Report each line of the data that has "list" somewhere in it.

• [Supplied data]:
◆ ◆ ◆ ◆ ◆

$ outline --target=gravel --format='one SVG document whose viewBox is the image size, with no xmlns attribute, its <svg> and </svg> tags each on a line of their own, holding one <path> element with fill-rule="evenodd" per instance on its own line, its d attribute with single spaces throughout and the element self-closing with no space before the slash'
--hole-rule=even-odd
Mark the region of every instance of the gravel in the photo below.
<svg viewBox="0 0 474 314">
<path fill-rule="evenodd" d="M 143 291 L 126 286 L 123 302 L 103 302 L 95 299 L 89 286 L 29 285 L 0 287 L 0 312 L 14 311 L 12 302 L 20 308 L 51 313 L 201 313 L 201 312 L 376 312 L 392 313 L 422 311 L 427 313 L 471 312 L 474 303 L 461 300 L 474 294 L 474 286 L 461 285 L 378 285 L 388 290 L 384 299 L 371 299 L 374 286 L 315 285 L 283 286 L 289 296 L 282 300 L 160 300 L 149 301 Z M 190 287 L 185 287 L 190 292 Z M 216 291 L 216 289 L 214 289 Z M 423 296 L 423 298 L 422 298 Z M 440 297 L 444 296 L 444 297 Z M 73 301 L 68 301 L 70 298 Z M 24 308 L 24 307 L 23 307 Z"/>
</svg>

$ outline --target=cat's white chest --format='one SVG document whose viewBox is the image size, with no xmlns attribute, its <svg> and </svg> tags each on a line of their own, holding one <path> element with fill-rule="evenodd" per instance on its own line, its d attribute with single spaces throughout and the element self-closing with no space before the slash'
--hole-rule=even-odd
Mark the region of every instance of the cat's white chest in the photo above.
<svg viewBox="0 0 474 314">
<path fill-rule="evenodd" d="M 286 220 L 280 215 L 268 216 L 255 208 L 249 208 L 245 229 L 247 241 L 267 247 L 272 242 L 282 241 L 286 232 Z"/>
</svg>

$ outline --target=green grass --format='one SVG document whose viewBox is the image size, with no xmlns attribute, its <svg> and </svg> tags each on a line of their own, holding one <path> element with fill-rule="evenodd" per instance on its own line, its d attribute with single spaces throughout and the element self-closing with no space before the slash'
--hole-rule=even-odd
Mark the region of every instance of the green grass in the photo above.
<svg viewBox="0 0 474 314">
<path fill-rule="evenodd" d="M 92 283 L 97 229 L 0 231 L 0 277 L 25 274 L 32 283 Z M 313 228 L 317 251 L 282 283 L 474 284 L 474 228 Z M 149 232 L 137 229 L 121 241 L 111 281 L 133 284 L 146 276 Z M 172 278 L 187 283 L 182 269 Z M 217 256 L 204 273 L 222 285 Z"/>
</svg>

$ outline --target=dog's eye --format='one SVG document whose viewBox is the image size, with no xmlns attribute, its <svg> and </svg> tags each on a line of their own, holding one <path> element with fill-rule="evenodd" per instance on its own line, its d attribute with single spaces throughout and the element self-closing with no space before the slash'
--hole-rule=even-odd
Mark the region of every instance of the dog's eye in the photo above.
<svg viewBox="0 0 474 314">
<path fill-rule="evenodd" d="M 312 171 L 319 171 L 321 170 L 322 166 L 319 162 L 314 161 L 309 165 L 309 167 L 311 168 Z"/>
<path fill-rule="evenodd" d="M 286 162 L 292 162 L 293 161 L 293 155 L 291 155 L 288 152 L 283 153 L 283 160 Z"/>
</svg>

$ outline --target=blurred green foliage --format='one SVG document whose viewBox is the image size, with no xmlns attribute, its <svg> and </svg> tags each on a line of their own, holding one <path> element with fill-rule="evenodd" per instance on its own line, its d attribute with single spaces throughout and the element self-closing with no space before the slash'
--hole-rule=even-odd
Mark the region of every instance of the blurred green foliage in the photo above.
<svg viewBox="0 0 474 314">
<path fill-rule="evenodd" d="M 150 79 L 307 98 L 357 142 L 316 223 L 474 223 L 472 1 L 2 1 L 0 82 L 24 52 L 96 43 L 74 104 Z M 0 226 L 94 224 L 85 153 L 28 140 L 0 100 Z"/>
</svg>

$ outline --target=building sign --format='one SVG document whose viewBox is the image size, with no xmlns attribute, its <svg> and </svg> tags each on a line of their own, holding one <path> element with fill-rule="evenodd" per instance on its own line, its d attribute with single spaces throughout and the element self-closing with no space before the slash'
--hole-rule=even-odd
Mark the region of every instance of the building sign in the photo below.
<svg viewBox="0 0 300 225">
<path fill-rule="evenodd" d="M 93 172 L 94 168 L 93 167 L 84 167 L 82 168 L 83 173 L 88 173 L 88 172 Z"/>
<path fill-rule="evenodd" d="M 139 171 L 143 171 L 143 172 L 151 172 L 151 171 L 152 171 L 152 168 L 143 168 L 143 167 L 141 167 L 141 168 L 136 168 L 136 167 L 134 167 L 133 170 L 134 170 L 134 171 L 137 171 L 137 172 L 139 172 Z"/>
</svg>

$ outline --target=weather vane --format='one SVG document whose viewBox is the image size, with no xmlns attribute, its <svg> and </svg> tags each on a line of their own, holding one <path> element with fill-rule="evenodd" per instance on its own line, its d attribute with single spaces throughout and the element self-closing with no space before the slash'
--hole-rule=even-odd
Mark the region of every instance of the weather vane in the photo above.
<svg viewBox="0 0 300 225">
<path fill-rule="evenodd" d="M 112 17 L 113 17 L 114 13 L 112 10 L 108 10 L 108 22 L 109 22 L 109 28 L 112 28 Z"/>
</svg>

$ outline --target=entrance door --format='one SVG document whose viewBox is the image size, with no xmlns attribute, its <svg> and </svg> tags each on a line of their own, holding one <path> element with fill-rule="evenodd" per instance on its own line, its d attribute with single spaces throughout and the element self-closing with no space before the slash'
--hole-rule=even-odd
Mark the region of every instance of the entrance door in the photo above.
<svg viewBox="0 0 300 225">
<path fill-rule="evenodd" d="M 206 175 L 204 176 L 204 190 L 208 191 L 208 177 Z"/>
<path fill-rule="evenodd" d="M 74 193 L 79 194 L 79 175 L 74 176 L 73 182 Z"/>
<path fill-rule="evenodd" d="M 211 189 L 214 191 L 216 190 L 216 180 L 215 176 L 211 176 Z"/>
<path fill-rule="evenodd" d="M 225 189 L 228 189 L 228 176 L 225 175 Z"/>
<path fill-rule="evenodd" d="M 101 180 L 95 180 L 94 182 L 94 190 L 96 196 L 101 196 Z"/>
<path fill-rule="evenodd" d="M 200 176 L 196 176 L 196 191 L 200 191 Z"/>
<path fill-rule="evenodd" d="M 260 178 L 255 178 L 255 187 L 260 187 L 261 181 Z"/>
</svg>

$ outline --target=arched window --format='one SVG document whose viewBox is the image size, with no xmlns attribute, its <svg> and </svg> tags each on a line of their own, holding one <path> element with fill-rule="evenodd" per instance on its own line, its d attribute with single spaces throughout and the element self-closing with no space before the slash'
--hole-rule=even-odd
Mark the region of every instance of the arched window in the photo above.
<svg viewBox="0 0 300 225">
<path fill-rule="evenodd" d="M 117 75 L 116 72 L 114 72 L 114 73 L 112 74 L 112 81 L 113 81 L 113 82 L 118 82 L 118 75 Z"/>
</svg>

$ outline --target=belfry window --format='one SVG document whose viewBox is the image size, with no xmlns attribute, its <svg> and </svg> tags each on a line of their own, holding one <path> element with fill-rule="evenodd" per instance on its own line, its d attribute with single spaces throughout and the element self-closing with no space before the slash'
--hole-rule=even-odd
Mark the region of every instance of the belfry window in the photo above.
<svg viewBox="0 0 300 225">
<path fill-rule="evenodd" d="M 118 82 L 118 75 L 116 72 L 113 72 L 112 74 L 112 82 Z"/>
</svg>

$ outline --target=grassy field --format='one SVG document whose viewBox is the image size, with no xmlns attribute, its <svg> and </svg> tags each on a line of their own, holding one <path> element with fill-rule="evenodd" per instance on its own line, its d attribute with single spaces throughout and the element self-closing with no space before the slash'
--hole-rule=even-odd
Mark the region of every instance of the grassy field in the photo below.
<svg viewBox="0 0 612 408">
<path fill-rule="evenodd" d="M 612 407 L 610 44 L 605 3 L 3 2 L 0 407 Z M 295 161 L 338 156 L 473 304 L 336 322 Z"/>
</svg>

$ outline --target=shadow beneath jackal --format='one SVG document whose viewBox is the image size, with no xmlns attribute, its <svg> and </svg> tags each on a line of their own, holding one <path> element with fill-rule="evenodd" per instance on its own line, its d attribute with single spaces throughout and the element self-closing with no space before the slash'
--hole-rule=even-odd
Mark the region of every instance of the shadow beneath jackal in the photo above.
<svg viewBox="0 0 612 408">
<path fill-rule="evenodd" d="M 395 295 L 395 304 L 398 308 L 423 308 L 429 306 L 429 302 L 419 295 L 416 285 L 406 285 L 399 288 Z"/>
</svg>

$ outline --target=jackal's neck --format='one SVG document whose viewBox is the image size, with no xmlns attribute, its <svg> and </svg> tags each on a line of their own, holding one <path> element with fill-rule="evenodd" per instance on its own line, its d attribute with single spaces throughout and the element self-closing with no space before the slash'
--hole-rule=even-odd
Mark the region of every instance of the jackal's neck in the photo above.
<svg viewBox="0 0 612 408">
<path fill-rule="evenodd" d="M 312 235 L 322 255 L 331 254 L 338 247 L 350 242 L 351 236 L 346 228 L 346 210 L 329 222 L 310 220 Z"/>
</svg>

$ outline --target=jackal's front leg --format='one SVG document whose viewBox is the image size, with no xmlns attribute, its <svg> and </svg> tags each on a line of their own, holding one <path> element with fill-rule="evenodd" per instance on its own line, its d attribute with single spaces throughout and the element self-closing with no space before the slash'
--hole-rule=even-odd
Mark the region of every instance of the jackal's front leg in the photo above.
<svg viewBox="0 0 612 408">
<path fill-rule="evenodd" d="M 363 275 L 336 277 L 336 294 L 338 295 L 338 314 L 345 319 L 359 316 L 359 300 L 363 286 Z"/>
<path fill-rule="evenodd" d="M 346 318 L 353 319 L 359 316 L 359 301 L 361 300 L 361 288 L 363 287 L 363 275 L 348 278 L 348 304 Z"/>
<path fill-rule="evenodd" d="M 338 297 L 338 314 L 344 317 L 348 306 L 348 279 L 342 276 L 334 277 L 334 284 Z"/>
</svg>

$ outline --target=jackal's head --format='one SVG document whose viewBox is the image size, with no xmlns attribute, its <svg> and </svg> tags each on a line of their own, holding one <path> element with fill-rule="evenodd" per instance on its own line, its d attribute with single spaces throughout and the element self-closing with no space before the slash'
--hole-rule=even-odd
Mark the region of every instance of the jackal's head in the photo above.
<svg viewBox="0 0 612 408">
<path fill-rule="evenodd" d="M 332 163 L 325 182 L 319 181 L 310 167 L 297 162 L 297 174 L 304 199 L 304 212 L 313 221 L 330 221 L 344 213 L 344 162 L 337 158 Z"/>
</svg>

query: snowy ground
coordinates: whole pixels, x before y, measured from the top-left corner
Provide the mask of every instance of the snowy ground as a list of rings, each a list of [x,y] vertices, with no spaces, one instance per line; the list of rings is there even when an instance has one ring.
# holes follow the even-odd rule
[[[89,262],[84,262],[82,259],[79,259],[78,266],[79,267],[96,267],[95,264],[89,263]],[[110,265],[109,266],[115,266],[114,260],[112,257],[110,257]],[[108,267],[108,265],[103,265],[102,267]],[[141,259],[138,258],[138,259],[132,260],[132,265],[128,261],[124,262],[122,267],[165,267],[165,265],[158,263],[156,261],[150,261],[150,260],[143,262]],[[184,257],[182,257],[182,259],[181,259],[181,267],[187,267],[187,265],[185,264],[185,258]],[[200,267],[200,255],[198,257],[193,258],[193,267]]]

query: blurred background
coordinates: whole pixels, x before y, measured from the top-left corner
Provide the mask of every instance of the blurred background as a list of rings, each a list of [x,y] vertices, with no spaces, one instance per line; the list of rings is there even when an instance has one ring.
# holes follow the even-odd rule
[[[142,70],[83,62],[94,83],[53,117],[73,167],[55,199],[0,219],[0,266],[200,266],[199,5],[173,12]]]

◆ ◆ ◆ ◆ ◆

• [Solution to this problem]:
Provide the mask of every instance of the snowy ground as a list of rings, each a list of [x,y] vertices, with no spaces, one instance per line; the list of rings is there even when an instance has one ring.
Provide the mask of every instance of the blurred background as a list of rings, each a list of [x,y] vertices, with no spaces, one instance per line; the list of rings is there even when an instance has one ring.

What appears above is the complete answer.